_YOUR ASSIGNMENT_
Word for word, print out all of the data, omitting every image.

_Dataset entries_
+++

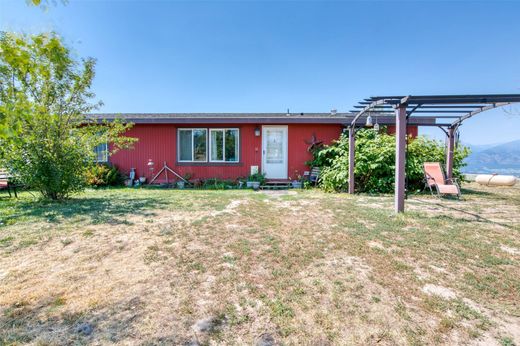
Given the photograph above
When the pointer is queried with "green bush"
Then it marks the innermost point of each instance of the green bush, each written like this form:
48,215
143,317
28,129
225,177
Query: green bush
46,140
103,174
375,162
219,184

+++

_ANSWER FOR THE TASK_
Given the photograph above
When the pointer is queried with "green bush"
Then it marks the innermost point of each instance of the green bush, each written like this form:
48,215
143,317
28,129
225,177
Query: green bush
46,140
103,174
375,162
219,184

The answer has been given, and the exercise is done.